■ YOUR OBJECTIVE
All pictures should be dropped, and only the lines from the top of the entries below through the line containing "<point>541,231</point>" repeated exactly, both ends included.

** Opening WORKING DATA block **

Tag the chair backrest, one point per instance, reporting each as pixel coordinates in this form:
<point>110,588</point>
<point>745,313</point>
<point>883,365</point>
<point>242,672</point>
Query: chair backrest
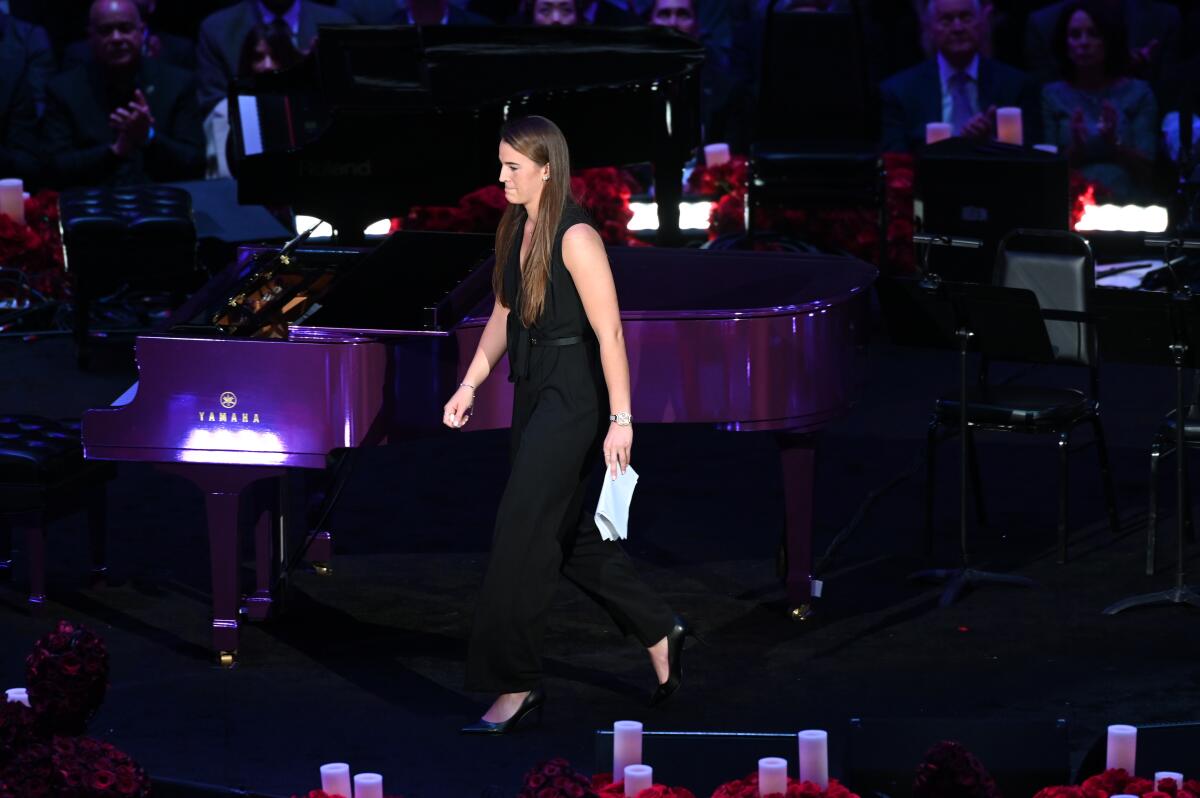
<point>1060,269</point>
<point>815,85</point>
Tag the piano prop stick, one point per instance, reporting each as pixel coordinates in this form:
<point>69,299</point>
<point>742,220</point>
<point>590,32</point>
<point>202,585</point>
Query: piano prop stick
<point>937,132</point>
<point>1008,126</point>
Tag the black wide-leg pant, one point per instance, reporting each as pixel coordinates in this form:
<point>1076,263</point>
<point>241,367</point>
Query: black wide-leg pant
<point>545,528</point>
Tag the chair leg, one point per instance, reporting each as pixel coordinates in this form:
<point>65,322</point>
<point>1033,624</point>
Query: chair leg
<point>1110,496</point>
<point>1063,473</point>
<point>1156,456</point>
<point>35,544</point>
<point>930,473</point>
<point>976,481</point>
<point>97,534</point>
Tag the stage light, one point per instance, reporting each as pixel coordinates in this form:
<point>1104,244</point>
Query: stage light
<point>1123,219</point>
<point>693,216</point>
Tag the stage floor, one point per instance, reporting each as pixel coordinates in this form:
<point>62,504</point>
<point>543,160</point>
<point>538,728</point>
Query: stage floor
<point>367,664</point>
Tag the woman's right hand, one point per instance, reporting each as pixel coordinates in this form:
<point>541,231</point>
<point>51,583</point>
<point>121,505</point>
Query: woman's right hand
<point>457,409</point>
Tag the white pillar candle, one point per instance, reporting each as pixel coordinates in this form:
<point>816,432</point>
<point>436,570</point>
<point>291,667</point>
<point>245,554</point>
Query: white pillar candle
<point>637,778</point>
<point>335,779</point>
<point>937,132</point>
<point>1122,748</point>
<point>815,757</point>
<point>1169,774</point>
<point>12,199</point>
<point>1008,126</point>
<point>717,154</point>
<point>772,775</point>
<point>627,747</point>
<point>367,785</point>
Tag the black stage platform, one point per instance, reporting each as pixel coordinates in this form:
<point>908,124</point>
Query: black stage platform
<point>366,666</point>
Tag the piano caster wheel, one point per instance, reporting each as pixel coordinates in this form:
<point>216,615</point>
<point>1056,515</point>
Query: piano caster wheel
<point>803,612</point>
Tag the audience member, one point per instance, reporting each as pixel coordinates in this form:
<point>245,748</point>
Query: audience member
<point>18,108</point>
<point>223,34</point>
<point>25,58</point>
<point>173,49</point>
<point>411,12</point>
<point>121,119</point>
<point>958,85</point>
<point>715,85</point>
<point>261,54</point>
<point>1152,33</point>
<point>1104,121</point>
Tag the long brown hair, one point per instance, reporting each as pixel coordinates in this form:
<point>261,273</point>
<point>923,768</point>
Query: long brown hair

** Closing WORKING DATA block **

■ ANSWER FOR THIS EXERCISE
Tag the chair backrest, one point per instance, reporting each as pixel coordinates in this form:
<point>110,588</point>
<point>745,313</point>
<point>883,365</point>
<point>242,672</point>
Query: chair backrest
<point>1060,269</point>
<point>815,85</point>
Tag the piano prop stick, one point per instance, reporting each as pixel coordinates in this form:
<point>69,299</point>
<point>742,220</point>
<point>590,32</point>
<point>202,585</point>
Query: piano prop stick
<point>937,132</point>
<point>1008,126</point>
Tag the black wide-leg pant, one point per instance, reporting each as pixel coordinates in this form:
<point>1076,263</point>
<point>241,367</point>
Query: black wide-leg pant
<point>545,528</point>
Tag the chair leg, one point per instance, reporting each as pixel coordinates in this form:
<point>65,322</point>
<point>1033,624</point>
Query: chair leg
<point>1110,496</point>
<point>1063,473</point>
<point>1156,456</point>
<point>35,544</point>
<point>930,473</point>
<point>976,481</point>
<point>97,534</point>
Tag the stage light, one point per instance, reporting each as pixel coordinates in this form:
<point>1104,244</point>
Query: stage light
<point>1123,219</point>
<point>693,216</point>
Tag the stage floor, one point per instance, reporting each as pixel coordinates in this form:
<point>62,504</point>
<point>543,160</point>
<point>538,728</point>
Query: stage floor
<point>367,664</point>
Tag the woman's right hand, one point per instance, reporting each as pixel coordinates in this form:
<point>541,231</point>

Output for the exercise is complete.